[Stored records]
====

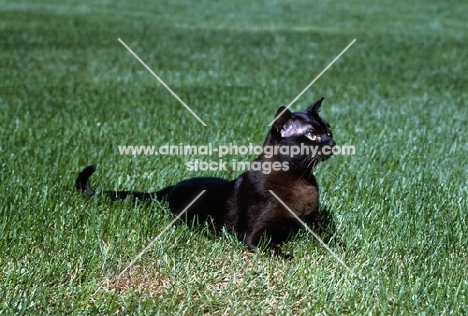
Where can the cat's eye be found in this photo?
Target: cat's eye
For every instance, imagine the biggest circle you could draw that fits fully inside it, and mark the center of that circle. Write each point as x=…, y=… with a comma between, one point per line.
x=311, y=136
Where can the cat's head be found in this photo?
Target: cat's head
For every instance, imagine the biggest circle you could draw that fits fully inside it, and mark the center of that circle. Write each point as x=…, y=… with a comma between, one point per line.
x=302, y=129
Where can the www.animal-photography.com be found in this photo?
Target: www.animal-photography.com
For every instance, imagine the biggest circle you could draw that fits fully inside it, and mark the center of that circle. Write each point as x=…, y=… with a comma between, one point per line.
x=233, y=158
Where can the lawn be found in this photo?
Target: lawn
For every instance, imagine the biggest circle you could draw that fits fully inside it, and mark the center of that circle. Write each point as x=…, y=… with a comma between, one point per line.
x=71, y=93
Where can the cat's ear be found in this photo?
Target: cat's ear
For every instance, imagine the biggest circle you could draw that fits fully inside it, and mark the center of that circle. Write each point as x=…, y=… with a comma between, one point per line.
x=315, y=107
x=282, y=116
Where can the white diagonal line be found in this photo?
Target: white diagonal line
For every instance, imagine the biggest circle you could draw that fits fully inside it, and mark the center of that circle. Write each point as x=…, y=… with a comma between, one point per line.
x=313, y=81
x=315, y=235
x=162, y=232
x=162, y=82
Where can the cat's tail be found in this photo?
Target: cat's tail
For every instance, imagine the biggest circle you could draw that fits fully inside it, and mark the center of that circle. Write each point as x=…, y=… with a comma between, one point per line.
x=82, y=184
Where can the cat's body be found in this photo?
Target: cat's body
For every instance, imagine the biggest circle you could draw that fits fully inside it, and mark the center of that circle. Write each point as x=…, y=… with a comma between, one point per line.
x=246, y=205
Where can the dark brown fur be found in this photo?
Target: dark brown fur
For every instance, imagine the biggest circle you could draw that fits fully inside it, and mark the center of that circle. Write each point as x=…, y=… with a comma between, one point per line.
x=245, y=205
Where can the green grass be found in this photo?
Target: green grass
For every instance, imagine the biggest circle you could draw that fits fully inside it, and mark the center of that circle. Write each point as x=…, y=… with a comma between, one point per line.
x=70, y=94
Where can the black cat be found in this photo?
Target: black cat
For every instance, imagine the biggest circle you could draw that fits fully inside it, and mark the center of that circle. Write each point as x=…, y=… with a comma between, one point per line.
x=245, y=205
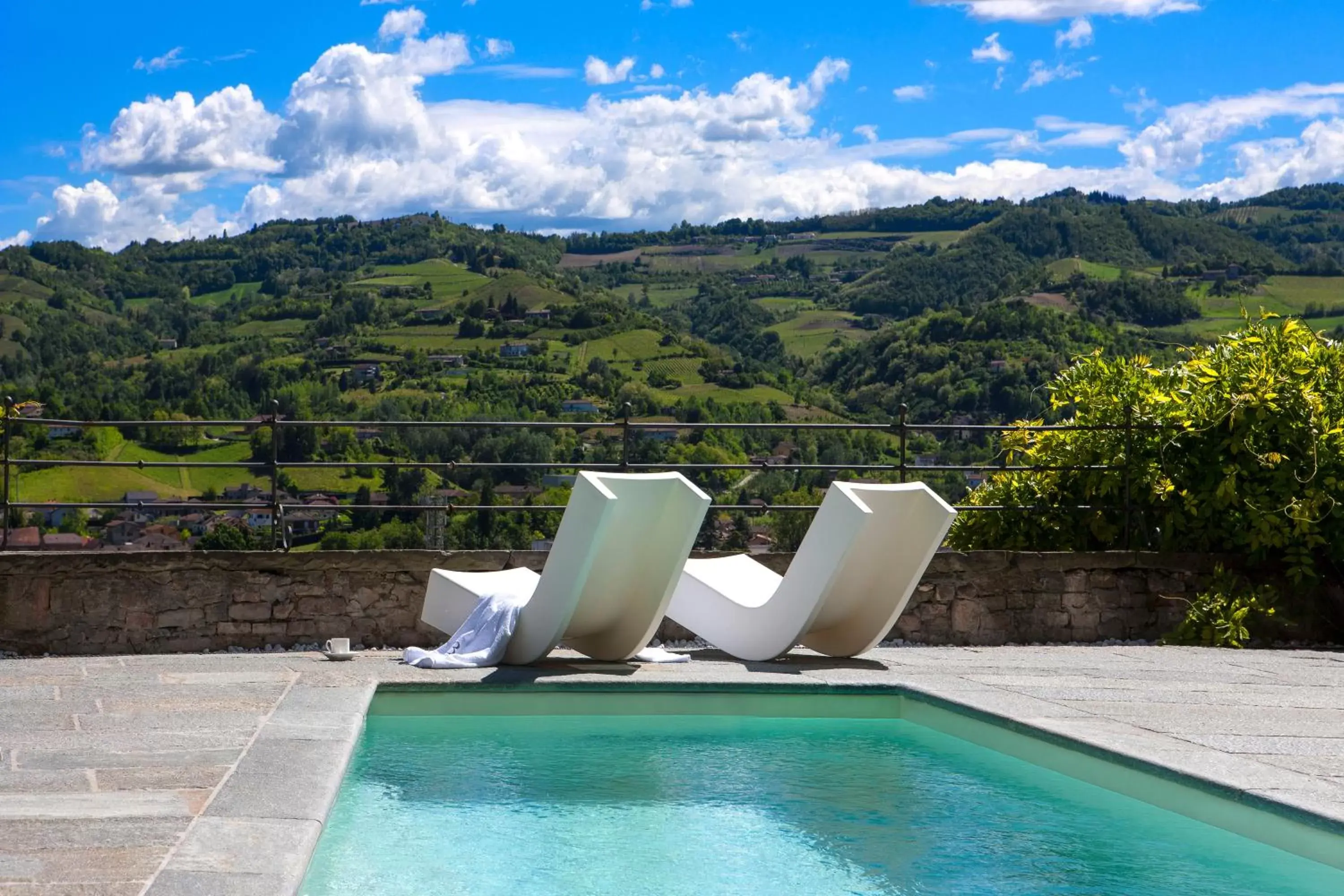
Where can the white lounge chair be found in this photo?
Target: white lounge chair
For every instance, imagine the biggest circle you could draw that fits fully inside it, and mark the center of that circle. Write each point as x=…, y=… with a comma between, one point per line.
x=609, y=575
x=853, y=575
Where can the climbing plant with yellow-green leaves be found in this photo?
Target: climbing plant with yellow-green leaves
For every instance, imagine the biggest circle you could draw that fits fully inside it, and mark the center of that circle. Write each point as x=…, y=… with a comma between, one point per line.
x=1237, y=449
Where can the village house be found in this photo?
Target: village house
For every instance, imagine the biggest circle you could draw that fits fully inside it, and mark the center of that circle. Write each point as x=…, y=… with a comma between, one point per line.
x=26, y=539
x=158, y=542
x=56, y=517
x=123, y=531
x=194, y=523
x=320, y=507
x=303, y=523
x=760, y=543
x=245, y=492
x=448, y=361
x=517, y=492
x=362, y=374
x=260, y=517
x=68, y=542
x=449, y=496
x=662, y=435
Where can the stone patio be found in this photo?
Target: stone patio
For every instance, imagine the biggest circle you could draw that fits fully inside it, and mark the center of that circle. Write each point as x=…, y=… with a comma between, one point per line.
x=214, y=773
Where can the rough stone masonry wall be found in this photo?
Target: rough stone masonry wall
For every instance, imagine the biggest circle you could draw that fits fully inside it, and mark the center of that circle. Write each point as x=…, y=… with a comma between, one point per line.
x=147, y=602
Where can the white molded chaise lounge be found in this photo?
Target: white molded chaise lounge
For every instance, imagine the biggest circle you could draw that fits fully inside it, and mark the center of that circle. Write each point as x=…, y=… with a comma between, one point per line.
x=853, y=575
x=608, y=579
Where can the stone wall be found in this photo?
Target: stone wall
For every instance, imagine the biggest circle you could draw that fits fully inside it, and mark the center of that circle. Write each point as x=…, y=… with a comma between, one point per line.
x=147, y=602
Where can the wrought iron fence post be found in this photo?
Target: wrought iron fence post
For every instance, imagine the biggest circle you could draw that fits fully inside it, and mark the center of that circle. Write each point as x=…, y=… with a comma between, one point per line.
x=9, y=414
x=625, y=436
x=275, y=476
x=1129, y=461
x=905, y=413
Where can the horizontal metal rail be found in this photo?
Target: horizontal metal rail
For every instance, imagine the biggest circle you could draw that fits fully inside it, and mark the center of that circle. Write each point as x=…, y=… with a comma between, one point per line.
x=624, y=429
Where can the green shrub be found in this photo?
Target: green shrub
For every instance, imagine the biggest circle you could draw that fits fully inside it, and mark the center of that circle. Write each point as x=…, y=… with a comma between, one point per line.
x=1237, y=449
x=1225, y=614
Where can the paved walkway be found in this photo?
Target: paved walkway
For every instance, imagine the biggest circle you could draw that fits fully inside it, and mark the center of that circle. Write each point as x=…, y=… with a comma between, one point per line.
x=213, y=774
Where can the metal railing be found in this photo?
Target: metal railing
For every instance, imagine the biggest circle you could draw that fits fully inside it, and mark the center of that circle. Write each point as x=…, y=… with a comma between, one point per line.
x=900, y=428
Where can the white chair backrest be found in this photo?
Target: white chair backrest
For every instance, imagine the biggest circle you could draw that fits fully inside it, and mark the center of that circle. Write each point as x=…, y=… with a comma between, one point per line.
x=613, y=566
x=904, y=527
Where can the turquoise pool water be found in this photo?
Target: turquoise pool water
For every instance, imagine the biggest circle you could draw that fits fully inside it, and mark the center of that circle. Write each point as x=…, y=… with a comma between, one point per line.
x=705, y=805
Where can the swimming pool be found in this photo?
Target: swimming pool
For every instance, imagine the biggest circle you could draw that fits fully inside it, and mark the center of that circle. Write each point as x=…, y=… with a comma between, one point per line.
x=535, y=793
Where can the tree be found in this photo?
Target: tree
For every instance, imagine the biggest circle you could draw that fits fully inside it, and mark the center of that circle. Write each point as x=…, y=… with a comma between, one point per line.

====

** WORK TO BE COMPLETED **
Skip the pictures, then retype every line above exactly.

** RESPONSE TO THIS EXERCISE **
Where can the cat's eye be found in this photo?
Target: cat's eye
For every instance, imagine the biggest circle you could draw that fits fully inside it, and mark the center of that circle. Write each point as x=…, y=… with a comma between, one point per line.
x=311, y=136
Where can the cat's head be found in this photo?
Target: cat's head
For every instance, imagine the biggest circle you could draw that fits fully inside it, and mark the center of that circle. Write each point as x=…, y=… with a comma between, one point per line.
x=302, y=129
Where can the www.animal-photography.com be found in this photo?
Target: www.animal-photography.com
For every instance, imagine the biggest circle you could draw that fits fully inside it, and mark the center of that circle. Write each point as x=…, y=… with a comma between, one point per line.
x=233, y=158
Where can the lawn be found in this photo?
Target: lawn
For every instance, imagine the biggest circle you could draw that fits fully inside it, and mark the center of that circle. Write each point as x=…, y=… with a comma between, one point per line.
x=71, y=93
Where can the cat's ear be found in this photo?
Target: cat's ear
For every instance, imagine the biggest circle you could draw that fits fully inside it, and mark the center of that circle. Write each point as x=…, y=… with a comma between, one point per line.
x=315, y=107
x=282, y=116
Where can the white diagonal line be found in this photo?
Target: white diagonal line
For every instance, imagine the biggest circle you could draw that fits fully inside it, and mark the center of that circle. Write each point as x=…, y=… with a comma between, one point per line.
x=313, y=81
x=315, y=235
x=162, y=232
x=162, y=82
Where can the cat's tail be found in this photo?
Target: cat's tail
For every instance, imagine the biggest circle you could draw that fits fully inside it, and mark the center of that circle. Write each point as x=…, y=… with a comma between, one point per line.
x=82, y=184
Where can the cat's body be found in this photo?
Target: cat's body
For every instance, imagine the biggest circle you could draw that fits fully inside it, and mark the center of that circle. Write each point as x=…, y=… with a comma between, one point per line.
x=246, y=205
Where can the dark brown fur be found in this photo?
Target: dark brown fur
For every instance, imagine the biggest circle you could draw that fits fully inside it, and mark the center of that circle. Write each point as x=…, y=… with a comma between, one point per line.
x=245, y=205
Where can the green grass be found in this photo?
Target: green grass
For every instance, imagine the biggest circle you could draw that fits fully inside it, and mark the center of that circle. Write each point as x=…, y=… with a comma between, one point per line.
x=70, y=94
Where can the black cat be found in this photo?
Target: black cat
For every instance, imagine the biggest circle you could draw that fits fully inside it, and mark the center of that circle. Write each point as x=…, y=… with a comma between, one point per line.
x=245, y=205
Where can the white lounge chair be found in this photo?
Target: white lounge chair
For every instance, imagine the biggest circle you could draw that fits fully inside it, and mark the center of that circle. Write each point as x=…, y=… with a comma between, one point per line.
x=609, y=575
x=853, y=575
Where can the climbing plant with yellow-green leaves be found in this photo?
Target: climbing plant with yellow-green leaves
For every instance, imagine the biggest circle you could draw that fits fully inside it, and mark the center of that circle. Write each point as x=…, y=… with a comma between, one point per line.
x=1237, y=449
Where can the village house be found in this photo?
Target: village house
For every instance, imagine the biggest circle you could draw that fits fully inside it, and mark the center of that circle. Write each point as x=…, y=… with a comma between, one point per line.
x=26, y=539
x=158, y=542
x=56, y=517
x=123, y=531
x=194, y=523
x=320, y=507
x=303, y=523
x=760, y=543
x=245, y=492
x=448, y=361
x=517, y=492
x=362, y=374
x=260, y=517
x=68, y=542
x=449, y=496
x=662, y=435
Where can the stone patio be found in this photo?
Target: stone patio
For every instance, imagine the biggest circle you could draw that fits fully inside it, and mark the center of that circle. Write each point as x=…, y=… with a comma between, one point per line.
x=214, y=773
Where can the rough stone masonry wall be found in this photo?
Target: rough stone masonry wall
For every instance, imagine the biggest circle you could draw that fits fully inside it, and mark the center of that circle. Write each point as x=…, y=… with a comma between, one point per line.
x=147, y=602
Where can the white molded chaise lounge be found in this photo?
Target: white molded chaise lounge
For every instance, imagine the biggest circle you could draw that fits fully inside it, and mark the center of that circle. Write each point as x=…, y=… with a comma between, one point per line.
x=853, y=575
x=608, y=579
Where can the stone wall be found in this photo?
Target: stone wall
For every instance, imagine the biggest circle you could draw that fits fully inside it, and mark the center of that circle. Write each point as x=…, y=… with a comma between, one point per line.
x=147, y=602
Where can the wrought iron fence post be found in this photo?
Target: wrought iron fence post
For every instance, imagine the biggest circle you could draw that fits fully inside it, and mark the center of that circle. Write each point as x=…, y=… with a comma between, one point per line.
x=9, y=414
x=625, y=436
x=275, y=476
x=1129, y=461
x=905, y=413
Where can the horizontal metal rail be found in this photo?
Target: horizontal metal rail
For every instance, imagine the biggest circle you could draw that fits fully inside it, and mark the center of that circle. Write each point as x=…, y=… with a comma between, one point per line.
x=624, y=429
Where can the green shrub be found in this photo?
Target: green shrub
For every instance, imagine the biggest circle you could draw that fits fully inside it, and mark the center of that circle. Write each point as x=…, y=… with a comma between, one point per line.
x=1237, y=449
x=1225, y=614
Where can the paved walkway be found in this photo?
Target: paved walkway
For every instance, imagine the biggest circle you could draw that fits fully inside it, and mark the center of that circle. Write each point as x=…, y=… with a comma between, one point per line.
x=213, y=774
Where can the metal railing be found in this photo?
Target: metal railing
For every instance, imagine the biggest circle you could draw that fits fully inside it, and mark the center of that circle. Write each point as x=…, y=… with a comma between, one point per line.
x=900, y=428
Where can the white chair backrest be found in this photo?
Target: white chair backrest
For every instance, imagine the biggest circle you could draw that fits fully inside it, and mark the center of that circle. Write each point as x=…, y=… with a comma between, one point per line.
x=613, y=566
x=904, y=527
Where can the turquoise pool water be found in this photo?
Target: turquoise pool water
For every instance, imagine the biggest circle you could draw that fits fully inside it, and mark the center of that circle. Write each point as x=…, y=… with a comma between, one point per line.
x=705, y=805
Where can the swimming pool be found in this photo?
Target: swimming pool
For every instance, imagine the biggest circle you could draw that fits fully inside it, and mark the center of that circle. Write each point as x=…, y=… with a comma between, one point per line.
x=535, y=793
Where can the tree be found in this photo?
Target: tree
For every instance, imagine the biggest circle you could draw that fits fully inside it, and mark the center of that circle. Write each point as x=…, y=… with a comma between, one point per line.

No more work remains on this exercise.